-- EXERCISE DESCRIPTION --
In the records below, find the line that contains "Target: sea lion lying on grass" and the line that contains "Target: nose". Set down exactly those lines and every line between them, and nothing more.
START DATA SHOWN
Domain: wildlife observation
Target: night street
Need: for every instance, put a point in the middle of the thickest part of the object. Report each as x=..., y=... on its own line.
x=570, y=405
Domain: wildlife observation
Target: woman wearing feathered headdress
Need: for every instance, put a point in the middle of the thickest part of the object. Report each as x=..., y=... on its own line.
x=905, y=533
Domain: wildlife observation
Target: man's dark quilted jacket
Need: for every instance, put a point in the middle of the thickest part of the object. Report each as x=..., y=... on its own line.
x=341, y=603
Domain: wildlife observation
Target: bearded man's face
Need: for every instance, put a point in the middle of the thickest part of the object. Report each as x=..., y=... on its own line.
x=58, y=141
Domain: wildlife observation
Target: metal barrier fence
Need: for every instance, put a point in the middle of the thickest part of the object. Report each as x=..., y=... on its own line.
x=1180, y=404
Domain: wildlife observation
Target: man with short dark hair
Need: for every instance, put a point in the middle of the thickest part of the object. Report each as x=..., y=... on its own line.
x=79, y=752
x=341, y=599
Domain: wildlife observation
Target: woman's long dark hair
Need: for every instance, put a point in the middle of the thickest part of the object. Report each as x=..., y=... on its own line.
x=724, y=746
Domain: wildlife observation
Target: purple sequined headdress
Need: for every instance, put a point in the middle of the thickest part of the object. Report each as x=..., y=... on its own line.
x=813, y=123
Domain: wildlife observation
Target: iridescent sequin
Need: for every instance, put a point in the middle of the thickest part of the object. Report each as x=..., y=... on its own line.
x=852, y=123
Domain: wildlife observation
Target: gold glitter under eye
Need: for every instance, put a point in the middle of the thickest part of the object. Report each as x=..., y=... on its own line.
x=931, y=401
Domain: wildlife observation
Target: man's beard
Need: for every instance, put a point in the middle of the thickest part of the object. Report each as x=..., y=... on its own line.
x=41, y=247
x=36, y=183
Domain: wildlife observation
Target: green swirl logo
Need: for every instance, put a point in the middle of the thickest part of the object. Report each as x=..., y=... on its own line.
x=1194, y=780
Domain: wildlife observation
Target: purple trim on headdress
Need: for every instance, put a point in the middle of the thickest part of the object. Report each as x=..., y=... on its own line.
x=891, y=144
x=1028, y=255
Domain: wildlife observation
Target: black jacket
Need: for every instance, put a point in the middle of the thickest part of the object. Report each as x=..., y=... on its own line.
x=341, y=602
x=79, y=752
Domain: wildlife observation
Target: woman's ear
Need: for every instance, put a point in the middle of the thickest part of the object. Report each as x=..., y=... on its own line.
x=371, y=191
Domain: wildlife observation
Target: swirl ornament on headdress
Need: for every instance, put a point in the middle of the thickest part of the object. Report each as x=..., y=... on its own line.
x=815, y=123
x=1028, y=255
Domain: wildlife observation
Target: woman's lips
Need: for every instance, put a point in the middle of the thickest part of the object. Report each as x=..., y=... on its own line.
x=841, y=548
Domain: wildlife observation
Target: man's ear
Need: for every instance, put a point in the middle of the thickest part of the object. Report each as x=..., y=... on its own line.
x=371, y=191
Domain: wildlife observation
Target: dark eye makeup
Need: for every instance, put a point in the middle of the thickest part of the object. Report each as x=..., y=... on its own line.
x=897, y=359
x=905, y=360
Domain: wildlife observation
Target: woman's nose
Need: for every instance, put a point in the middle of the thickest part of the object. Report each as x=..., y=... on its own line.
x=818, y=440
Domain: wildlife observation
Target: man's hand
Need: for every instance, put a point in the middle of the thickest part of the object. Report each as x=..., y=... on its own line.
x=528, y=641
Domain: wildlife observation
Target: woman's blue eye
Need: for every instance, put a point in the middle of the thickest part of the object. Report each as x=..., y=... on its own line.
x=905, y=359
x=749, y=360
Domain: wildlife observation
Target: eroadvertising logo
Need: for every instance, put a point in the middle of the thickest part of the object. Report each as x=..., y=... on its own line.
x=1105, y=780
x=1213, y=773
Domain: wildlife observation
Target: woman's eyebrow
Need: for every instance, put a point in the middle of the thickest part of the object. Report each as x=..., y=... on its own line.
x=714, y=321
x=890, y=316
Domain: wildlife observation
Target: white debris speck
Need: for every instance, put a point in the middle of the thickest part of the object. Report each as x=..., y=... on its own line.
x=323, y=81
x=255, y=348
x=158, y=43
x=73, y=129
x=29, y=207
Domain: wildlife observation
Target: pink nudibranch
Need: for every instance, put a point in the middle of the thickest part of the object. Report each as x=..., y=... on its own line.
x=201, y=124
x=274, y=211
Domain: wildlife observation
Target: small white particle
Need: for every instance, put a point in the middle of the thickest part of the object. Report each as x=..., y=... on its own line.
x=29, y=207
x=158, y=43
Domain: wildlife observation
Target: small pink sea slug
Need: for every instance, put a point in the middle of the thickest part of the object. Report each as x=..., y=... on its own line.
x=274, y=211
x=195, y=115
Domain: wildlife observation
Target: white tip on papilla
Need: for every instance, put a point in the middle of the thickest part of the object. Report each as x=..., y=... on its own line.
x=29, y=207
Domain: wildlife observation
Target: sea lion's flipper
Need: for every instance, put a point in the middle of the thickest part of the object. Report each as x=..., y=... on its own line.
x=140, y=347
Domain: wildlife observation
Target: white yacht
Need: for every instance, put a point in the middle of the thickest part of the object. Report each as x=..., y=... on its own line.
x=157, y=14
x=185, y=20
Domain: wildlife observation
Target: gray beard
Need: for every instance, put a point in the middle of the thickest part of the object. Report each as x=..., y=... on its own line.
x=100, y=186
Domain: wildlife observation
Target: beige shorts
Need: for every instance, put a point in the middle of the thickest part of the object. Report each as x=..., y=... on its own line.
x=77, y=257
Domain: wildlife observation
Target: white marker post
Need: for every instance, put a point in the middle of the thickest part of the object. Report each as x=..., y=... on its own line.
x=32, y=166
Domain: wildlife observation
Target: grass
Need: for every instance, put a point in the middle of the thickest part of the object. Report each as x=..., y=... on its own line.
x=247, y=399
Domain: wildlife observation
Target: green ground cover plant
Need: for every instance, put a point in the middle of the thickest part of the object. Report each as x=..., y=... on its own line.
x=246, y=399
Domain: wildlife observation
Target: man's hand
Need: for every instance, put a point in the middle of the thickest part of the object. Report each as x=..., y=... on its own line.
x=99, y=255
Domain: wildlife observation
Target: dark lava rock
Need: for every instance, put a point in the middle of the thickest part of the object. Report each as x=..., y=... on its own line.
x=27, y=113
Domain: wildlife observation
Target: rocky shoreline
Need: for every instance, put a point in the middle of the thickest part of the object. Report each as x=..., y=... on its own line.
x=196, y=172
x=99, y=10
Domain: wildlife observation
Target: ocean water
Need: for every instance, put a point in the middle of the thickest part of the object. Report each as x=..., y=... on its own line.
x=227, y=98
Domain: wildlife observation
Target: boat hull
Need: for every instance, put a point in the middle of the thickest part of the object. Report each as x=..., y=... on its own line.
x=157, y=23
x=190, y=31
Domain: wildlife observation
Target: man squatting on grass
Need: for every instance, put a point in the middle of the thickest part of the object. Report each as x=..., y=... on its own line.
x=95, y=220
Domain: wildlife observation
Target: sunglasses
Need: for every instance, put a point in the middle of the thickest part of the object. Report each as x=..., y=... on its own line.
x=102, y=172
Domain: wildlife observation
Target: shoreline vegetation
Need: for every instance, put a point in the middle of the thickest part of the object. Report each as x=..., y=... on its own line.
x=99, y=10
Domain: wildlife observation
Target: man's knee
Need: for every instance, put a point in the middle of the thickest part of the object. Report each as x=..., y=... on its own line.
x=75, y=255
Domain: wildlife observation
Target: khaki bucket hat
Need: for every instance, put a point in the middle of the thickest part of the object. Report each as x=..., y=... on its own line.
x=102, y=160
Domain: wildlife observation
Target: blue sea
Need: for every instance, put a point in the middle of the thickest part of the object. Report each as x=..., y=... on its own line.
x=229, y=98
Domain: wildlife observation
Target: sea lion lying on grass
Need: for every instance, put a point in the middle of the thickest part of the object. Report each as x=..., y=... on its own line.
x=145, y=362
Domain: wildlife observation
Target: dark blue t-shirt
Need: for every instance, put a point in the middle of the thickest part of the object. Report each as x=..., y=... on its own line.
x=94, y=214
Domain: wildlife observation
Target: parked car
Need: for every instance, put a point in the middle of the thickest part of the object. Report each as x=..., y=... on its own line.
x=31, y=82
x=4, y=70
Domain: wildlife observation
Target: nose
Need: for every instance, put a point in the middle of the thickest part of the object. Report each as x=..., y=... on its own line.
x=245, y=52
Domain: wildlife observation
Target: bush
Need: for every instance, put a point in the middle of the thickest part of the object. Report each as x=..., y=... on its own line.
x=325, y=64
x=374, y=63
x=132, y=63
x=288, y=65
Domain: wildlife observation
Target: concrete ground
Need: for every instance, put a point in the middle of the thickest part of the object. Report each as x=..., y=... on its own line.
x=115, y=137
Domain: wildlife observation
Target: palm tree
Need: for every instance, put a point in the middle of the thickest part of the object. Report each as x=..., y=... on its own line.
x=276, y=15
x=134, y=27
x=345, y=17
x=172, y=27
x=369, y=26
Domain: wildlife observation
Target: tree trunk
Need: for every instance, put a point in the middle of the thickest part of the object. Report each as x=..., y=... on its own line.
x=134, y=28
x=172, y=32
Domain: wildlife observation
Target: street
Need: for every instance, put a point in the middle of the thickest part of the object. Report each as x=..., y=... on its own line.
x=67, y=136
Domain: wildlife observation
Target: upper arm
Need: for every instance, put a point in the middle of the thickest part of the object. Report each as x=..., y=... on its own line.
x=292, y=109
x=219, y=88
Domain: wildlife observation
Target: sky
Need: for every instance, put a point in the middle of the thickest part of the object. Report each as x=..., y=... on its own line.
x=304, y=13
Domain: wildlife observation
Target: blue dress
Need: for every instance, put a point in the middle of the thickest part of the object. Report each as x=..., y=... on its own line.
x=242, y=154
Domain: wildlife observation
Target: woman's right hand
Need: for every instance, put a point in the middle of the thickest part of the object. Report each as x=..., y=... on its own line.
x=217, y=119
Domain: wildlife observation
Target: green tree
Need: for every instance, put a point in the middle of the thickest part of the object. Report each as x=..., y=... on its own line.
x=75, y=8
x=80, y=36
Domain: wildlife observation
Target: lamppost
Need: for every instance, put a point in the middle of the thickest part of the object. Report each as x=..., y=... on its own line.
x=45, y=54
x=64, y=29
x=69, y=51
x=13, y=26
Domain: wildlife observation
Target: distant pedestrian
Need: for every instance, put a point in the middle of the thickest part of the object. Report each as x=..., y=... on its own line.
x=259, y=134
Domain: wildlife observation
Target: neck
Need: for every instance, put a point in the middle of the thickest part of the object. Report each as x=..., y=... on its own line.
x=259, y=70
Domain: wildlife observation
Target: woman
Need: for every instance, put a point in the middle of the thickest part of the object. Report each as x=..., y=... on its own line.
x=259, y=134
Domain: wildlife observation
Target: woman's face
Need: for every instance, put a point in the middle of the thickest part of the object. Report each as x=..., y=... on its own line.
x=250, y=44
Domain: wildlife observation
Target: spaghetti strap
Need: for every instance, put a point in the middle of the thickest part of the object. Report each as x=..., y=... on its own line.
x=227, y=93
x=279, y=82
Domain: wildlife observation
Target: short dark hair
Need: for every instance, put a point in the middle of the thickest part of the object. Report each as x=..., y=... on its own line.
END DATA SHOWN
-- SOLUTION TO THIS EXERCISE --
Target: sea lion lying on grass
Need: for every instance, put a point in the middle of the thickest part of the object. Report each as x=..., y=... on its own line.
x=145, y=362
Domain: wildlife observation
Target: dark blue t-shirt
Need: for every instance, put a point in the middle of the thickest part of the object. Report each as x=..., y=... on its own line.
x=94, y=214
Domain: wildlife observation
Target: parked car
Need: for every instance, put a point in the middle of the thickest part of the object. Report each as x=..., y=... on its own line.
x=31, y=82
x=4, y=70
Domain: wildlife observation
Target: nose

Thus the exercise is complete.